# Exercise:
Continue the court opinion on the Tonasket recall petition, picking up right after its list of five alleged violations.

Opinion
NO. 97306-7
09-12-2019
Andrew Chase, Kenneth James Miller, Miller & Chase, PLLC, P.O. Box 978, Okanogan, WA 98840-0978, Attorneys For Appellant Dale Leslie Crandall, Attorney at Law, P.O. Box 173, Loomis, WA 98827-0173, Attorney For Respondent
Andrew Chase, Kenneth James Miller, Miller & Chase, PLLC, P.O. Box 978, Okanogan, WA 98840-0978, Attorneys For Appellant
Dale Leslie Crandall, Attorney at Law, P.O. Box 173, Loomis, WA 98827-0173, Attorney For Respondent
STEPHENS, J.
¶ 1 Two voters in the city of Tonasket, Washington, filed a recall petition, seeking to remove respondent Christa "Teagan" Levine from her position on the Tonasket City Council. As detailed below, the Okanogan County Superior Court determined all five of the allegations in the petition were insufficient to warrant a recall election. One of the two petitioners, appellant Brenda Jones, sought review in this court. We affirm the superior court’s dismissal of all five charges.
BACKGROUND
¶ 2 The recall petition alleged that Councilwoman Levine committed five violations warranting her recall:
1. Attempting to abscond with the Mayor’s hiring/firing/personnel authority;
2. Conspiring to terminate the City Attorney and cause the Mayor of Tonasket to resign as part of an illegal quorum;
3. Conspiring to disband the Tonasket Police Department in favor of a contract for police services with the Okanogan County Sheriff; and compromising the integrity of investigative materials and evidence in the process; ...
4. Improperly withholding public records[; and]
5. Filing a false and misleading police report with the Okanogan County Sheriff’s Office related to the performance of her duties as Councilwoman.

Point-based annotation data:

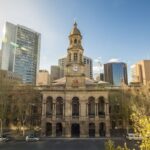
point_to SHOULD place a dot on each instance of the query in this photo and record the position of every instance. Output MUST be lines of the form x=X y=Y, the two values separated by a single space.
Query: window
x=75 y=56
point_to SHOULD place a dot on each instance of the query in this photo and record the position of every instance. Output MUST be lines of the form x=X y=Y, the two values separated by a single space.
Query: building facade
x=115 y=73
x=141 y=72
x=43 y=78
x=21 y=52
x=75 y=106
x=55 y=73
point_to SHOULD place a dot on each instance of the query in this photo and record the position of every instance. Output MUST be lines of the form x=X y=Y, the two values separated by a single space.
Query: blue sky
x=111 y=29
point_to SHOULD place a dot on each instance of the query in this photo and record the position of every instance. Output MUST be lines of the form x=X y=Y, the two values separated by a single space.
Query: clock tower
x=75 y=68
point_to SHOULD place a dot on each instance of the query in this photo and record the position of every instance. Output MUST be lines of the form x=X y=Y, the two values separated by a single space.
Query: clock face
x=75 y=68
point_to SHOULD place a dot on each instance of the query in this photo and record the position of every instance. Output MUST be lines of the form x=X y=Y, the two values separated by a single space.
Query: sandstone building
x=75 y=106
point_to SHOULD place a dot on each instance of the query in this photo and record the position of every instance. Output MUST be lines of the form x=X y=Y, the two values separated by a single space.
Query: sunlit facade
x=20 y=52
x=75 y=106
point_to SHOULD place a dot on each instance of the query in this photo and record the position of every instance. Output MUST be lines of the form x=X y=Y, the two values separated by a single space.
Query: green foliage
x=141 y=115
x=109 y=145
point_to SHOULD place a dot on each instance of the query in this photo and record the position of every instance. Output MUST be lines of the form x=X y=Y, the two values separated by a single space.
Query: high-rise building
x=7 y=77
x=55 y=73
x=115 y=73
x=21 y=52
x=88 y=66
x=42 y=78
x=141 y=72
x=62 y=65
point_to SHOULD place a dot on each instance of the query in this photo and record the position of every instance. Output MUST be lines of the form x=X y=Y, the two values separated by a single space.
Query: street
x=64 y=144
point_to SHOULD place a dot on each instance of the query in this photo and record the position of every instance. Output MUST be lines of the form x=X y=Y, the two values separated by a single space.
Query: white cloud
x=113 y=60
x=132 y=66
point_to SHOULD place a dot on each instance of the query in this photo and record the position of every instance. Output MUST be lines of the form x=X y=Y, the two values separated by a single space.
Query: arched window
x=75 y=106
x=49 y=106
x=91 y=106
x=101 y=106
x=59 y=106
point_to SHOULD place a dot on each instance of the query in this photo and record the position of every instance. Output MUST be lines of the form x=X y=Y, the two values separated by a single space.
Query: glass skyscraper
x=115 y=73
x=21 y=52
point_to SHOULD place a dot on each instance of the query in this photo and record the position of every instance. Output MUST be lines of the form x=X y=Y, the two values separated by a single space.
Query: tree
x=109 y=145
x=6 y=86
x=141 y=114
x=24 y=99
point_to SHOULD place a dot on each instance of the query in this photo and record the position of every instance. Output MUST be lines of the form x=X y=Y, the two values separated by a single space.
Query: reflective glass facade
x=21 y=52
x=115 y=73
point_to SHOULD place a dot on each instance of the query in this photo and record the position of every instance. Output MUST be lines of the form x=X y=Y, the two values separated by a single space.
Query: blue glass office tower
x=115 y=73
x=21 y=52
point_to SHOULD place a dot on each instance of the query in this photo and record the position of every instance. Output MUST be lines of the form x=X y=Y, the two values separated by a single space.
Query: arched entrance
x=75 y=107
x=75 y=130
x=102 y=129
x=48 y=129
x=91 y=130
x=49 y=106
x=59 y=107
x=58 y=129
x=101 y=107
x=91 y=106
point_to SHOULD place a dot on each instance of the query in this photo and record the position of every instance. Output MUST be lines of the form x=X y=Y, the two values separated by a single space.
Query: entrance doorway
x=75 y=130
x=48 y=129
x=58 y=129
x=91 y=130
x=102 y=129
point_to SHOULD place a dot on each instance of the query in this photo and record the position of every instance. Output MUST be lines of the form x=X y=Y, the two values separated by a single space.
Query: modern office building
x=62 y=65
x=141 y=72
x=55 y=73
x=7 y=78
x=21 y=52
x=75 y=106
x=42 y=78
x=115 y=73
x=88 y=66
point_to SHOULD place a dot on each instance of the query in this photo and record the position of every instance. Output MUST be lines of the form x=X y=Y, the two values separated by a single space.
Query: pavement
x=65 y=144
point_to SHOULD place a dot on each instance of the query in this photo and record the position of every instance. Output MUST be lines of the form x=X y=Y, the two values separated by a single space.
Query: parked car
x=133 y=136
x=32 y=138
x=3 y=138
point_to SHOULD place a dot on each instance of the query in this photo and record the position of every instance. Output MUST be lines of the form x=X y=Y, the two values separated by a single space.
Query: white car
x=32 y=138
x=3 y=138
x=133 y=136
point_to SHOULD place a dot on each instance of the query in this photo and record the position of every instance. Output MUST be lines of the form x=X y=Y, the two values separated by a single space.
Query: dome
x=75 y=30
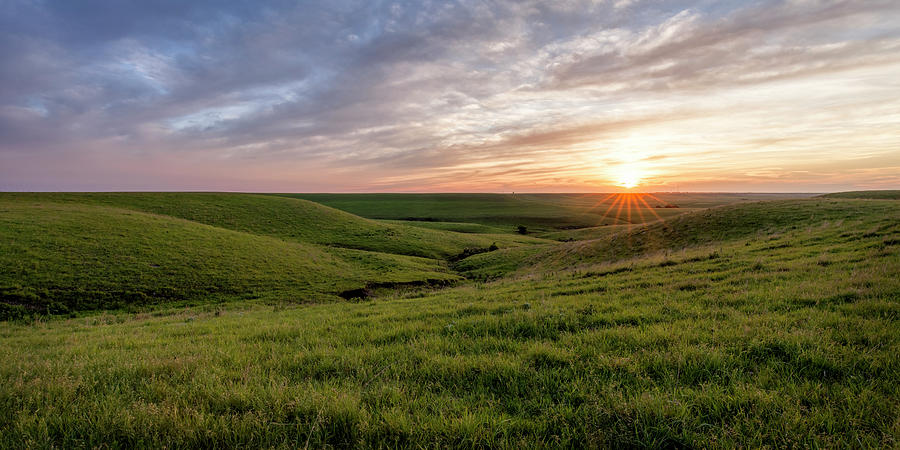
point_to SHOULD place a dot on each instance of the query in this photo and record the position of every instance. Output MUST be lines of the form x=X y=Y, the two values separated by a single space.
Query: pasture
x=216 y=320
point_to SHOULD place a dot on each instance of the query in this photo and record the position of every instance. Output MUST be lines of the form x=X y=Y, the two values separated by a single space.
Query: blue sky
x=799 y=95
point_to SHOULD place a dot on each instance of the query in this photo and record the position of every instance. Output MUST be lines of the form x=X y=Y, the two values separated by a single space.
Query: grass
x=768 y=324
x=283 y=218
x=62 y=258
x=539 y=213
x=877 y=195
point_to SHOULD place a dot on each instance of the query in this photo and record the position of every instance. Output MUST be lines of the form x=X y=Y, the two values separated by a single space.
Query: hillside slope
x=285 y=218
x=59 y=257
x=781 y=333
x=704 y=227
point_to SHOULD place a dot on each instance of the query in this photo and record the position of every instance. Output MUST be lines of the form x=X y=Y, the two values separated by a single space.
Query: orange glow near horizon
x=628 y=206
x=629 y=178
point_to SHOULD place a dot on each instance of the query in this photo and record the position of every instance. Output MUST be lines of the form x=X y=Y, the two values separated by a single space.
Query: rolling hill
x=764 y=325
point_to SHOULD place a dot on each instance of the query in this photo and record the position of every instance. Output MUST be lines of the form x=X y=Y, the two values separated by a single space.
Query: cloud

# Response to this task:
Clerk’s Papers (CP) at 15.
¶ 3 In addition to the recall petition, the trial court considered several declarations submitted by petitioner Jones, Diane MacGregor-Foreman, Jose Perez, John Cruz, Darin Odegaard, and Brittany Wilson. It also considered declarations from respondent Levine, as well as from Michael Howe, Jensen Sackman, and Alice Attwood. After a hearing, the trial court dismissed all five charges, finding them factually and legally insufficient to sustain further action. Jones sought review in this court, assigning error to the trial court’s rulings on every charge. Appellant’s Br. (App. Br.) at 1.
ANALYSIS
¶ 4 A voter who seeks to recall an elected official must charge that the official "committed an act or acts of malfeasance, or an act or acts of misfeasance while in office, or has violated the oath of office." RCW 29A.56.110. The statute defines these terms:
(1) "Misfeasance" or "malfeasance" in office means any wrongful conduct that affects, interrupts, or interferes with the performance of official duty;
(a) Additionally, "misfeasance" in office means the performance of a duty in an improper manner; and
(b) Additionally, "malfeasance" in office means the commission of an unlawful act;
(2) "Violation of the oath of office" means the neglect or knowing failure by an elective public officer to perform faithfully a duty imposed by law.
Id.
¶ 5 Before the sponsors of a recall may seek supporting signatures, the superior court of the county in which the officer subject to recall resides must determine that the petition is both factually and legally sufficient. RCW 29A.56.130(2), .140, .150(2); In re Recall of Pepper, 189 Wash.2d 546, 553, 403 P.3d 839 (2017) (citing Chandler v. Otto, 103 Wash.2d 268, 274, 693 P.2d 71 (1984) ).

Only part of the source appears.